__WORK ORDER__. Every line of the data must be retyped exactly as it stands.

===== TASK INPUT =====

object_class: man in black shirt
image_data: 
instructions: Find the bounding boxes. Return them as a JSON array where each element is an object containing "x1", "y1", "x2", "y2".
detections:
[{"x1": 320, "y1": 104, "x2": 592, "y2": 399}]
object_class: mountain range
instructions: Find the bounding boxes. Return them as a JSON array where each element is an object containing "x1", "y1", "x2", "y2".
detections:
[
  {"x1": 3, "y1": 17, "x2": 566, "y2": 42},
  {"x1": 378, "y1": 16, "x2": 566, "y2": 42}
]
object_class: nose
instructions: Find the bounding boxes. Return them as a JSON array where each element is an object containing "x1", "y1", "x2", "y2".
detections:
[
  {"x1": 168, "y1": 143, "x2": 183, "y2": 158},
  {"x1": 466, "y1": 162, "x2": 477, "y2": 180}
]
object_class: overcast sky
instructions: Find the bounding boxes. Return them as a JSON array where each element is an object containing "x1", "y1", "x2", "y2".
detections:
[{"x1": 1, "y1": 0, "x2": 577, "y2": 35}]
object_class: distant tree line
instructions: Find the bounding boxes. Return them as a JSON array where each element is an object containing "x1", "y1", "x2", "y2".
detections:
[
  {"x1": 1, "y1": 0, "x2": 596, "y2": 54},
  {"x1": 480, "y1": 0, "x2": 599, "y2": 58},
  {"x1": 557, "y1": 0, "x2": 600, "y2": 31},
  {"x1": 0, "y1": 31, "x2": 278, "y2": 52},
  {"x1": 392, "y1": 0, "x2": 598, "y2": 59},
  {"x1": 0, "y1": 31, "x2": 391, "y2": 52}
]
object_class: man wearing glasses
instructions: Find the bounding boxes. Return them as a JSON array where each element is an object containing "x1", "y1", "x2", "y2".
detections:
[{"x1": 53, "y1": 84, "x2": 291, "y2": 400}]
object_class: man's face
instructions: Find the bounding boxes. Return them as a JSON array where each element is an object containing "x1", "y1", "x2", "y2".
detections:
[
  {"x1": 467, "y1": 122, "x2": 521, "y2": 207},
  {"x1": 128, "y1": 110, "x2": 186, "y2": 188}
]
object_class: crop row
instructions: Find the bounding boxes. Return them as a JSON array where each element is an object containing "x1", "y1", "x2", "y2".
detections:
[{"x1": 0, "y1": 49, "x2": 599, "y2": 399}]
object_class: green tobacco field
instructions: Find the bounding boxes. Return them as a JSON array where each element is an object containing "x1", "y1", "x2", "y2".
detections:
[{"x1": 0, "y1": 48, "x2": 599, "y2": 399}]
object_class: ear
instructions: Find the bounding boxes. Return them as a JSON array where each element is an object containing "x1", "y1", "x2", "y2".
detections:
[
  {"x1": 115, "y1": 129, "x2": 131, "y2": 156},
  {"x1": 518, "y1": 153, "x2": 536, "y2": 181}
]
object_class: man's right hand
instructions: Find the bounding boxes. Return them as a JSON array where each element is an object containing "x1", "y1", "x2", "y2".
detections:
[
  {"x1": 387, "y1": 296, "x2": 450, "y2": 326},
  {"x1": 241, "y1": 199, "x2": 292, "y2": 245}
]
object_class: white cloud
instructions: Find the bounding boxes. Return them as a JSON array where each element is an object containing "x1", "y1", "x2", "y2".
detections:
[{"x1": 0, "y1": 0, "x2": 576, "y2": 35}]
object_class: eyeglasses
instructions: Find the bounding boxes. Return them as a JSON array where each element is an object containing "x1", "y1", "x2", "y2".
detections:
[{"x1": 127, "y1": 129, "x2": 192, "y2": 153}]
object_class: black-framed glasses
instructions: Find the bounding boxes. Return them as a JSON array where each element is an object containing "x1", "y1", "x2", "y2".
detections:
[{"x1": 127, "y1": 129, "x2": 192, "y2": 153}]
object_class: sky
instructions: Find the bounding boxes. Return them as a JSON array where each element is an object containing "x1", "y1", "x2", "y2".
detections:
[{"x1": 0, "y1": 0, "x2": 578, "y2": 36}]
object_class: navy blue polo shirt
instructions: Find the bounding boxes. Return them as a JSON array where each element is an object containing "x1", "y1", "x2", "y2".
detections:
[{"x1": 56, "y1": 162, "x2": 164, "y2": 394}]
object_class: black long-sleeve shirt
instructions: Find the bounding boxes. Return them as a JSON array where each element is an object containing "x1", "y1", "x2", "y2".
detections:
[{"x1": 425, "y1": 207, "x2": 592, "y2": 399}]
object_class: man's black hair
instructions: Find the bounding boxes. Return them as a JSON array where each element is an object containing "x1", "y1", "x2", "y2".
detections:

=====

__ANSWER TO THE EXERCISE__.
object_class: man in black shirt
image_data: 
instructions: Find the bounding boxes. Return them as a JSON array where each element is an object containing "x1", "y1", "x2", "y2".
detections:
[{"x1": 320, "y1": 104, "x2": 592, "y2": 399}]
object_class: mountain range
instructions: Find the bounding boxes. Return them as a JSON array where each element is an object containing "x1", "y1", "x2", "y2".
detections:
[
  {"x1": 3, "y1": 17, "x2": 566, "y2": 42},
  {"x1": 378, "y1": 16, "x2": 566, "y2": 42}
]
object_class: nose
instructions: Find the bounding boxes. Return them as a JSON array where each element is an object containing "x1", "y1", "x2", "y2".
detections:
[
  {"x1": 168, "y1": 143, "x2": 183, "y2": 158},
  {"x1": 466, "y1": 162, "x2": 477, "y2": 180}
]
object_class: overcast sky
instructions: Find the bounding boxes. Return them as a JSON array where each element is an object containing "x1", "y1", "x2", "y2".
detections:
[{"x1": 1, "y1": 0, "x2": 577, "y2": 35}]
object_class: distant tree line
instructions: Find the bounding boxes. Return them as a JSON array where each element is an object containing "x1", "y1", "x2", "y2".
detections:
[
  {"x1": 1, "y1": 0, "x2": 596, "y2": 54},
  {"x1": 480, "y1": 0, "x2": 599, "y2": 58},
  {"x1": 557, "y1": 0, "x2": 600, "y2": 31},
  {"x1": 0, "y1": 31, "x2": 278, "y2": 52},
  {"x1": 392, "y1": 0, "x2": 598, "y2": 59},
  {"x1": 0, "y1": 31, "x2": 391, "y2": 52}
]
object_class: man wearing glasses
instructions: Find the bounding boxes. Return them as a JSON array where each element is an object containing "x1", "y1", "x2", "y2".
detections:
[{"x1": 53, "y1": 84, "x2": 291, "y2": 400}]
object_class: man's face
instructions: Find the bounding boxes. Return them as a JSON array where each element is an object containing "x1", "y1", "x2", "y2".
detections:
[
  {"x1": 467, "y1": 122, "x2": 521, "y2": 207},
  {"x1": 128, "y1": 110, "x2": 186, "y2": 188}
]
object_class: crop row
instructions: Find the bounding boxes. Return them as a JSON array where each element is an object containing "x1", "y1", "x2", "y2".
detections:
[{"x1": 0, "y1": 49, "x2": 599, "y2": 399}]
object_class: green tobacco field
instructions: Find the bounding boxes. Return them as a JSON array where each element is an object containing "x1", "y1", "x2", "y2".
detections:
[{"x1": 0, "y1": 48, "x2": 599, "y2": 399}]
object_class: ear
instructions: Find the bounding boxes. Return them as a JSON array where each element is an object containing "x1", "y1", "x2", "y2".
detections:
[
  {"x1": 115, "y1": 129, "x2": 131, "y2": 156},
  {"x1": 518, "y1": 153, "x2": 536, "y2": 181}
]
object_class: man's right hand
instructions: Find the bounding boxes. Return them as a JSON array where each element is an object containing "x1", "y1", "x2", "y2".
detections:
[
  {"x1": 387, "y1": 296, "x2": 450, "y2": 326},
  {"x1": 241, "y1": 199, "x2": 292, "y2": 245}
]
object_class: white cloud
instructions: Find the bounding boxes. Return them as a JSON array where each element is an object containing "x1", "y1", "x2", "y2".
detections:
[{"x1": 0, "y1": 0, "x2": 576, "y2": 35}]
object_class: eyeglasses
instructions: Find the bounding boxes. Return them as a JSON array where each element is an object containing "x1", "y1", "x2", "y2".
detections:
[{"x1": 127, "y1": 129, "x2": 192, "y2": 153}]
object_class: black-framed glasses
instructions: Find the bounding boxes. Return them as a JSON array where each element is an object containing "x1", "y1", "x2", "y2".
detections:
[{"x1": 127, "y1": 129, "x2": 192, "y2": 153}]
object_class: sky
instructions: Find the bounding boxes. Return them as a JSON array where each element is an object containing "x1", "y1", "x2", "y2".
detections:
[{"x1": 0, "y1": 0, "x2": 578, "y2": 36}]
object_class: navy blue polo shirt
instructions: Find the bounding boxes. Return them as a JSON array where each element is an object containing "x1", "y1", "x2", "y2".
detections:
[{"x1": 56, "y1": 162, "x2": 164, "y2": 394}]
object_class: black long-sleeve shirt
instructions: Find the bounding boxes. Return them as a JSON array where each element is an object containing "x1", "y1", "x2", "y2".
detections:
[{"x1": 425, "y1": 207, "x2": 592, "y2": 399}]
object_class: man's black hair
instructions: Find the bounding boxes. Return them as a JSON array where each element is an object containing "x1", "y1", "x2", "y2".
detections:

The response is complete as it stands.